**Texto**:
______________________________

Recomendada pela OMS (Organização Mundial de Saúde) e cientificamente comprovada como segura, a assistolia fetal se tornou um dos argumentos dos que defendem o PL Antiaborto por Estupro, que avançou na Câmara dos Deputados na última quarta-feira (13).
O texto tem como objetivo estabelecer um teto de 22 semanas para a realização de qualquer aborto em casos de estupro no Brasil. Para gestante ou profissional que realizar o procedimento após esse período, a proposta prevê condenação por homicídio simples com pena podendo chegar a 20 anos.
O projeto surge após o CFM (Conselho Federal de Medicina) ter publicado uma resolução, em abril, no qual proibiu a realização de um procedimento necessário para o aborto depois da 22ª semana, a assistolia fetal. O ministro Alexandre de Moraes, do STF (Supremo Tribunal Federal), suspendeu a medida.
A tentativa de veto do CFM à assistolia fetal não tem justificativa científica e vai na contramão dos protocolos médicos seguidos no mundo.
O procedimento consiste na injeção de produtos químicos no feto para evitar que ele nasça com sinais transitórios de vida. Ele é recomendado pela OMS e é tido pelos protocolos nacionais e internacionais de obstetrícia como a melhor prática assistencial à mulher em casos de aborto legal acima de 20 semanas, já que ele previne o desgaste emocional e psicológico das pacientes e equipes médica.
“Esse é um procedimento essencial no aborto induzido, ele é parte fundamental dos cuidados em abortos nos casos de gravidezes mais avançadas. Sem a assistolia, não se trata de um aborto induzido em gestações mais avançadas, mas sim de uma indução de um parto prematuro”, explica Cristião Rosas, médico ginecologista e obstetra e coordenador no Brasil da Rede Médica pelo Direito de Decidir (Global Doctors For Choice).
O médico destaca que o aborto induzido é mais seguro do que o parto, por isso, a recomendação pela realização da assistolia.

______________________________

**Dados fornecidos**:
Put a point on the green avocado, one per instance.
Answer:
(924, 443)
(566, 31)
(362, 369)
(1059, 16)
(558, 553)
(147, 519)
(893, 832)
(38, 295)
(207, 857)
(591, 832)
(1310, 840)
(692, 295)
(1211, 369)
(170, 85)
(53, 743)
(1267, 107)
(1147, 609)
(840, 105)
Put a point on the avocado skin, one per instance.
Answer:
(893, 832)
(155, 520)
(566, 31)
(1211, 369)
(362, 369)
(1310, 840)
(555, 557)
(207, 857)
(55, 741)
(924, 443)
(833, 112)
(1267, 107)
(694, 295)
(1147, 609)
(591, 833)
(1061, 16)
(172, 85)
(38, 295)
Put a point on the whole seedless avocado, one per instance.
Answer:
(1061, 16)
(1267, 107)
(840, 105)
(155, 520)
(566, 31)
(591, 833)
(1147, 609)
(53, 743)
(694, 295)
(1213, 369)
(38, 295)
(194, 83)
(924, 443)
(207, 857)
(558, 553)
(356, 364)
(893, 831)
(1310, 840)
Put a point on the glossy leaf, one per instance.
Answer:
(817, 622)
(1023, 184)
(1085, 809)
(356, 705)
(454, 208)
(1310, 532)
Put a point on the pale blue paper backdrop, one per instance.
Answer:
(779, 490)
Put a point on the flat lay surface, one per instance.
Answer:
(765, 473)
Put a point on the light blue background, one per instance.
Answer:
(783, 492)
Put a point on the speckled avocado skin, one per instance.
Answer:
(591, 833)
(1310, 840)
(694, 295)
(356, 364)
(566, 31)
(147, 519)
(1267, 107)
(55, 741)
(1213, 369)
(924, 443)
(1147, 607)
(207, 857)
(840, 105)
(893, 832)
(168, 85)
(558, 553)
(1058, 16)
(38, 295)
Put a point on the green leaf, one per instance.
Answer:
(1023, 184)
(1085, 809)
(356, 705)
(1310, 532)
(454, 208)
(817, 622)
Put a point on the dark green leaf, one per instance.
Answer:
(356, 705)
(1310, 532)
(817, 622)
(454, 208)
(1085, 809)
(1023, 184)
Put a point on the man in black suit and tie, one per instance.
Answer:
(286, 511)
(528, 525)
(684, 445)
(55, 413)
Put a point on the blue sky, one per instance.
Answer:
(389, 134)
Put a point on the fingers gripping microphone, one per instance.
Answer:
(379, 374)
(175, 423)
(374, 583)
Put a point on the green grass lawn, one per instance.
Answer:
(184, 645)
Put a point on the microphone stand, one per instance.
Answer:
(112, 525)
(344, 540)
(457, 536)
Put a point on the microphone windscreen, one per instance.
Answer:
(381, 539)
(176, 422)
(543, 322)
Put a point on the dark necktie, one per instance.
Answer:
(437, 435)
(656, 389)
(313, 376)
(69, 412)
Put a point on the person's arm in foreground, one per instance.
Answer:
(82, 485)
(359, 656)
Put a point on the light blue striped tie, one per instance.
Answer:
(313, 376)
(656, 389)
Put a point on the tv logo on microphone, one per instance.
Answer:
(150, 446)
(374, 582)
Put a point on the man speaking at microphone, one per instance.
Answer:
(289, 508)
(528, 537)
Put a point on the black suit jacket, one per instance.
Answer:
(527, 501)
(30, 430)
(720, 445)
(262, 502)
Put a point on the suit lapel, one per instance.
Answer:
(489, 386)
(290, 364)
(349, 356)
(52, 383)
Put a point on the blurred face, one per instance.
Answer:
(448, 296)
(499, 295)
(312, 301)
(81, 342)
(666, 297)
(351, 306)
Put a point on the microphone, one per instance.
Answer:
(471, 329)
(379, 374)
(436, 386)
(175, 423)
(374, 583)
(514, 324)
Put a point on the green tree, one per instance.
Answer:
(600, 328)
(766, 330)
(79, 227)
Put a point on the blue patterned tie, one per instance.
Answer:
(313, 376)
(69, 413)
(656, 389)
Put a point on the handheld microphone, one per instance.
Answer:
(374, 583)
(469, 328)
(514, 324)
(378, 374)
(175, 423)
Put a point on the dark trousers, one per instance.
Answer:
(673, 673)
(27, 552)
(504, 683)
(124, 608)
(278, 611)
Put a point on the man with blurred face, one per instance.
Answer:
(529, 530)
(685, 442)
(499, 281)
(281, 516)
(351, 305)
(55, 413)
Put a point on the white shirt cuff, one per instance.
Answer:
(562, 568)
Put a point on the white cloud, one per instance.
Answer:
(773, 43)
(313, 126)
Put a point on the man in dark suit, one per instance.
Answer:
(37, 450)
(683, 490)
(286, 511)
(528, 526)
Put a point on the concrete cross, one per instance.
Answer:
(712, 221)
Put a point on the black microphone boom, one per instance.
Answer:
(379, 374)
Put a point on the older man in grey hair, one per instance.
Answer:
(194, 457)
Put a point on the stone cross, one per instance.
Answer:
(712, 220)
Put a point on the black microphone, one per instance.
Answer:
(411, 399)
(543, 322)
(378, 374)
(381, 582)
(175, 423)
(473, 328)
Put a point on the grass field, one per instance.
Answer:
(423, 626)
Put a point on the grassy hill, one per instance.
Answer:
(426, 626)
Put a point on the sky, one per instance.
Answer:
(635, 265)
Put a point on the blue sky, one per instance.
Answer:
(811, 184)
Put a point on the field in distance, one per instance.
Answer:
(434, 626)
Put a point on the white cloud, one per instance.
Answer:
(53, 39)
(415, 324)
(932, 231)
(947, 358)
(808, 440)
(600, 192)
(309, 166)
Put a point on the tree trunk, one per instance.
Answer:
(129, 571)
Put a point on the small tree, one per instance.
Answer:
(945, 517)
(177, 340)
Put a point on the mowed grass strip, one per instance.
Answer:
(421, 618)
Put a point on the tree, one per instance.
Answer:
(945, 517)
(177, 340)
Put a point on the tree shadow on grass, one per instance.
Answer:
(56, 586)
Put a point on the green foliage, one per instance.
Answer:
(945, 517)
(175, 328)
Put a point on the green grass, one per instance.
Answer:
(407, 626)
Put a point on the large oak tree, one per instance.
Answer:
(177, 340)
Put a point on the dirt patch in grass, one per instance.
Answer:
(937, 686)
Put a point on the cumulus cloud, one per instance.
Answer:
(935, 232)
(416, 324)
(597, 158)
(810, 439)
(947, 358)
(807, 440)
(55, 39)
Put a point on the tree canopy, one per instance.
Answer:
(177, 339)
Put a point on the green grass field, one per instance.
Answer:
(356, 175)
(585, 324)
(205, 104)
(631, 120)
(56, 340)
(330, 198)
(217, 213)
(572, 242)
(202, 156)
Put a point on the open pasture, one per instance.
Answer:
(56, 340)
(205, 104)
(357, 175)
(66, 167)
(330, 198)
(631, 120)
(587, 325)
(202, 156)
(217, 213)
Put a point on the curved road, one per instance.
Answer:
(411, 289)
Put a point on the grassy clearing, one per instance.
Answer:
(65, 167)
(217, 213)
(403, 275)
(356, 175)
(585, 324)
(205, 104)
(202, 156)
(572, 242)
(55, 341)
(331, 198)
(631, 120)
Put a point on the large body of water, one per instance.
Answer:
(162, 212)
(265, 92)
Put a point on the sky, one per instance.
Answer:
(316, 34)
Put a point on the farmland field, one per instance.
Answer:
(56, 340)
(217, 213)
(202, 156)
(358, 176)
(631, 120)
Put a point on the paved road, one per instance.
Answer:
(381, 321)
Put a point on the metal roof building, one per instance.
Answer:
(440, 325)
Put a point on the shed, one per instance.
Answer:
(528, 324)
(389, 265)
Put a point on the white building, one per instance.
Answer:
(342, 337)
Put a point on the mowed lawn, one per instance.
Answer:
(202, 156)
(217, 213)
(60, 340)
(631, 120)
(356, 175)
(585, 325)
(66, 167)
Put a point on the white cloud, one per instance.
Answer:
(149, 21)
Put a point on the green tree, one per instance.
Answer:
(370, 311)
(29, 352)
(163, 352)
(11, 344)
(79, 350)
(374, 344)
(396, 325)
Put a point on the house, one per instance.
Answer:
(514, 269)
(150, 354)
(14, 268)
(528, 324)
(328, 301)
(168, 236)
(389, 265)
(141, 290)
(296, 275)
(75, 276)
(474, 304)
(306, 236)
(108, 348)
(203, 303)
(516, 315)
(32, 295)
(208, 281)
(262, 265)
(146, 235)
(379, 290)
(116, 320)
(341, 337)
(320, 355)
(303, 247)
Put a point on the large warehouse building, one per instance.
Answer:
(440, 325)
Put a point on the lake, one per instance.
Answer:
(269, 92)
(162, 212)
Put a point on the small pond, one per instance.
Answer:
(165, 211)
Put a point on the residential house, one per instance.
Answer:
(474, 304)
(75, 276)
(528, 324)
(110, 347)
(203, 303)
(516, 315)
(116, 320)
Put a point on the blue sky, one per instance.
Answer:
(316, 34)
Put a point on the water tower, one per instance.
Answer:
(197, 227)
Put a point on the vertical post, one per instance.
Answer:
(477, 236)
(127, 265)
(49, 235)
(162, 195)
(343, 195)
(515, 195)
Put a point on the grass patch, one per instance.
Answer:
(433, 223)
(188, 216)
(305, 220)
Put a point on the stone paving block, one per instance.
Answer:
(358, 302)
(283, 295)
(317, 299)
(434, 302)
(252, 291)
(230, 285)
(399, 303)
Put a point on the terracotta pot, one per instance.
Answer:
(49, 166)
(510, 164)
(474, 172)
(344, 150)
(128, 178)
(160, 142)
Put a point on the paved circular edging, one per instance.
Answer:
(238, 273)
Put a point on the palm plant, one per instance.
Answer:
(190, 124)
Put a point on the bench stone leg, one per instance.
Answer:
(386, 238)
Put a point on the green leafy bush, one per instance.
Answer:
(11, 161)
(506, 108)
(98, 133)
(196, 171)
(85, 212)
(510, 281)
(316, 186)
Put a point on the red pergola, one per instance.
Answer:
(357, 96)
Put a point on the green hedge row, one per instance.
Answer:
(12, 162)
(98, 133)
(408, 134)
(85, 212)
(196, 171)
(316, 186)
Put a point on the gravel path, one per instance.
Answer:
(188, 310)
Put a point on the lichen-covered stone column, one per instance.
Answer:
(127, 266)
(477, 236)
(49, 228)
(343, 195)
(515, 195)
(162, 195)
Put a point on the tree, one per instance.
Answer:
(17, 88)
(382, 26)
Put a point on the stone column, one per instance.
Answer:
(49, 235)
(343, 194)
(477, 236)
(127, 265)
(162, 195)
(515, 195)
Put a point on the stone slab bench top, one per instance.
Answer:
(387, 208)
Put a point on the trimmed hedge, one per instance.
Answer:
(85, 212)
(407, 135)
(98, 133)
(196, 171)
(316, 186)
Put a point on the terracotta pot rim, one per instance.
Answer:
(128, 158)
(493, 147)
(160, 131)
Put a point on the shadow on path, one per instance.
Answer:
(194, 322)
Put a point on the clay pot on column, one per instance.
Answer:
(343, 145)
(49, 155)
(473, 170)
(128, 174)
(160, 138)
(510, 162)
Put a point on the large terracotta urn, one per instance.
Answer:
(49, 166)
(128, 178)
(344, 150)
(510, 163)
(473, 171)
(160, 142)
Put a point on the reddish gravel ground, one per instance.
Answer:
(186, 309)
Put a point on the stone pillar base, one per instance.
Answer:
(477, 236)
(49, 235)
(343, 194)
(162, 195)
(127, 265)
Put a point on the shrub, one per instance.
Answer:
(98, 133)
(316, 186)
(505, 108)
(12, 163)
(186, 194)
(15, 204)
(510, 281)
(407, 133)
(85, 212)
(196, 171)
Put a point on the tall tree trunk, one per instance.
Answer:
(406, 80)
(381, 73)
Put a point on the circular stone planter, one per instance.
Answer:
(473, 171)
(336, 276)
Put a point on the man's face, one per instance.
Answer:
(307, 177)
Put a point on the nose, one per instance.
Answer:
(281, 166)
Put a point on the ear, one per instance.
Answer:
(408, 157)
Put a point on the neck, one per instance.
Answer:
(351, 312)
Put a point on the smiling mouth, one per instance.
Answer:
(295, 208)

______________________________

Copie na íntegra o texto sobre a assistolia fetal, sem alterar uma palavra sequer.

**Solução do exercício**:
Recomendada pela OMS (Organização Mundial de Saúde) e cientificamente comprovada como segura, a assistolia fetal se tornou um dos argumentos dos que defendem o PL Antiaborto por Estupro, que avançou na Câmara dos Deputados na última quarta-feira (13).
O texto tem como objetivo estabelecer um teto de 22 semanas para a realização de qualquer aborto em casos de estupro no Brasil. Para gestante ou profissional que realizar o procedimento após esse período, a proposta prevê condenação por homicídio simples com pena podendo chegar a 20 anos.
O projeto surge após o CFM (Conselho Federal de Medicina) ter publicado uma resolução, em abril, no qual proibiu a realização de um procedimento necessário para o aborto depois da 22ª semana, a assistolia fetal. O ministro Alexandre de Moraes, do STF (Supremo Tribunal Federal), suspendeu a medida.
A tentativa de veto do CFM à assistolia fetal não tem justificativa científica e vai na contramão dos protocolos médicos seguidos no mundo.
O procedimento consiste na injeção de produtos químicos no feto para evitar que ele nasça com sinais transitórios de vida. Ele é recomendado pela OMS e é tido pelos protocolos nacionais e internacionais de obstetrícia como a melhor prática assistencial à mulher em casos de aborto legal acima de 20 semanas, já que ele previne o desgaste emocional e psicológico das pacientes e equipes médica.
“Esse é um procedimento essencial no aborto induzido, ele é parte fundamental dos cuidados em abortos nos casos de gravidezes mais avançadas. Sem a assistolia, não se trata de um aborto induzido em gestações mais avançadas, mas sim de uma indução de um parto prematuro”, explica Cristião Rosas, médico ginecologista e obstetra e coordenador no Brasil da Rede Médica pelo Direito de Decidir (Global Doctors For Choice).
O médico destaca que o aborto induzido é mais seguro do que o parto, por isso, a recomendação pela realização da assistolia.